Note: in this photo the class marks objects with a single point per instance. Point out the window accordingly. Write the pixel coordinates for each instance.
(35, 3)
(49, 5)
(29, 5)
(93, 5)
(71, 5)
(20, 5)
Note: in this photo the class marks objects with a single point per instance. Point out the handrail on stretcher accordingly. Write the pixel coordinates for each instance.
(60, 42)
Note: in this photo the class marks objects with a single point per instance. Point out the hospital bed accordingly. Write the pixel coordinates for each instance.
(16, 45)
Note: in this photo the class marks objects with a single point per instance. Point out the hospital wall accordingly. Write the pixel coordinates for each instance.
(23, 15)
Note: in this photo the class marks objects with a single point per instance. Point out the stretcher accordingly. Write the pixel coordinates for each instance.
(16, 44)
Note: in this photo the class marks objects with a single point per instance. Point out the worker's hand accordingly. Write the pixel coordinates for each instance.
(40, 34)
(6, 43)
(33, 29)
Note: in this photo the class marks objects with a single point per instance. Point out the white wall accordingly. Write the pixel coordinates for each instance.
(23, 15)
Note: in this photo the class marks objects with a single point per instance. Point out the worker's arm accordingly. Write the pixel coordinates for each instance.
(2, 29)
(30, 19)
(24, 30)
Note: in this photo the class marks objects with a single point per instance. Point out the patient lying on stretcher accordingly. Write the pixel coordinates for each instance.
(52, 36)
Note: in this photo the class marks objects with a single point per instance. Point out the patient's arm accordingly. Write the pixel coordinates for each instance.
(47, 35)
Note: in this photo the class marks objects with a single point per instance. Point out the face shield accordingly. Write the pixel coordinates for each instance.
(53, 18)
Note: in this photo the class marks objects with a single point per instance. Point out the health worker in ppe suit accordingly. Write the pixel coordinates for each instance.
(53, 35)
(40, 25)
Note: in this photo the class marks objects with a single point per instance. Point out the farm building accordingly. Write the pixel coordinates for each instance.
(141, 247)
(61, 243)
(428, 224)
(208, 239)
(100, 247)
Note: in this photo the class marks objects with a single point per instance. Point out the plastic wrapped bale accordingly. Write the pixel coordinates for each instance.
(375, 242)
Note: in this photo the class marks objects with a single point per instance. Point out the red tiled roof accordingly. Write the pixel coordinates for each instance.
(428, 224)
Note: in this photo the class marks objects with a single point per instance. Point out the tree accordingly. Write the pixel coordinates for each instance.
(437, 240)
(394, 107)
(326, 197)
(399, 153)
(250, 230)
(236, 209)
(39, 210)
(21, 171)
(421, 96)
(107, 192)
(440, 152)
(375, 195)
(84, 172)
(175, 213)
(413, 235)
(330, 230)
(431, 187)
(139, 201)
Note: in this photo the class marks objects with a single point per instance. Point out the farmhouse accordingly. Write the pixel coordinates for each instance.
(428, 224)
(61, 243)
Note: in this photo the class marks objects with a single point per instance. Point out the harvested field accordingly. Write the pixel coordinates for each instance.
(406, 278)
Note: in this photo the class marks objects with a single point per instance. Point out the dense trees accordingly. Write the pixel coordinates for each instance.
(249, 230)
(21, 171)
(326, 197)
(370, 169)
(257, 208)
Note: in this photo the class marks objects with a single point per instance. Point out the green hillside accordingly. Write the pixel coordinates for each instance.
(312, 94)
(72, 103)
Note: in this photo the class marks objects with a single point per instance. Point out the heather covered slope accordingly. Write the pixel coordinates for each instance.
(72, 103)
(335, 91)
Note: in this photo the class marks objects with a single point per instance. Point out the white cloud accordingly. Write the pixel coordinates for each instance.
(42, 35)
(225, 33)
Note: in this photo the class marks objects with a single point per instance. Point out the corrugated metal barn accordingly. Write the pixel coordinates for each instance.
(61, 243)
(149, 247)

Exercise objective: Rewrite the listing above with every "pixel coordinates" changed to "image coordinates", and leave everything else as it is.

In response:
Note: in this photo the class marks objects with a single point per instance. Point out the window accordingly. Write the image coordinates for each instance.
(35, 3)
(49, 5)
(29, 5)
(93, 5)
(71, 5)
(20, 5)
Note: in this photo the class marks objects with a single point per instance. Point out the handrail on stretcher accordingly. Write the image coordinates for each instance.
(60, 42)
Note: in this photo the class marks objects with a single point per instance. Point out the hospital bed accordingly. Write the image coordinates for each instance.
(16, 45)
Note: in this photo the class marks objects with a single point per instance. Point out the hospital wall accordingly. Write the image coordinates for each instance.
(23, 15)
Note: in this photo the class marks objects with a single point per instance. Point out the stretcher accordingly. Write the image coordinates for each instance.
(16, 44)
Note: in this photo the class marks objects with a single point per instance. Point out the worker's hand accordingly. Write the image coordinates for each instance.
(40, 34)
(6, 43)
(33, 29)
Note: in this photo the class marks objects with a single point per instance. Point out the white wall accordingly. Write the image coordinates for each instance.
(23, 15)
Note: in this photo the class marks objects with a single point per instance. Point out the worker's arm accordingly. Write the image coordinates for each instance.
(2, 29)
(30, 19)
(24, 30)
Note: in this photo the class marks objects with a single point per instance. Point out the patient lying on stretcher accordingly. Write the image coordinates for each instance.
(52, 36)
Note: in this photo the class marks objects with a single point per instance. Point out the patient's arm accordingly. Write the image coordinates for each instance.
(47, 35)
Note: in this photo the class marks objects with a single point per instance. Point out the face shield accordingly. Write the image coordinates for each instance.
(53, 18)
Note: in this photo the class marks objects with a single point per instance. Point out the health worker in ppe suit accordingly. Write the image coordinates for each instance.
(53, 35)
(40, 25)
Note: in this photo the class marks objects with a single point per instance. Point out the farm building accordingly. Write the image coordinates for each instance.
(141, 247)
(61, 243)
(428, 224)
(208, 239)
(100, 247)
Note: in this photo the class marks objects with a single point per instance. Point out the plastic wrapped bale accordingly. Write the image coordinates for each instance.
(375, 242)
Note: in this photo the class marks objects with a single point per instance. Point out the red tiled roof accordingly. Write the image coordinates for each instance.
(428, 224)
Note: in this photo the class marks objects with a single point per instance. Point out the tree accordingly. Write the image coordinates for each instance.
(437, 240)
(394, 107)
(326, 197)
(399, 153)
(250, 230)
(236, 209)
(39, 210)
(21, 171)
(421, 96)
(107, 192)
(440, 152)
(375, 195)
(84, 172)
(175, 213)
(413, 235)
(330, 230)
(431, 187)
(139, 201)
Note: in this photo the class marks objects with a single point per instance. Point out the farmhouse accordingly. Write the image coordinates for each instance.
(428, 224)
(61, 243)
Note: in this photo the class marks objects with a single point per instance. Point out the harvested field accordingly. Write the image coordinates for each instance.
(406, 278)
Note: in this photo the class marks objects with a single point per instance. Point out the dense trees accordingly. Write the image coordinates for each instance.
(249, 230)
(21, 171)
(326, 197)
(370, 169)
(257, 208)
Note: in this photo the class marks objects with a single point per instance. Point out the green hillside accordingly. Write the image coordinates for each instance.
(312, 94)
(72, 103)
Note: in this photo the class marks objects with a single point per instance. Point out the heather covered slope accordingly. Write the image coordinates for each instance.
(72, 103)
(335, 91)
Note: in this photo the class marks objects with a single point per instance. Point out the white cloud accordingly. Write the image coordinates for each instance.
(42, 35)
(225, 33)
Note: in this photo the class marks objects with a single point per instance. Point out the corrugated metal barn accordingly. Write the image coordinates for each instance.
(61, 243)
(149, 247)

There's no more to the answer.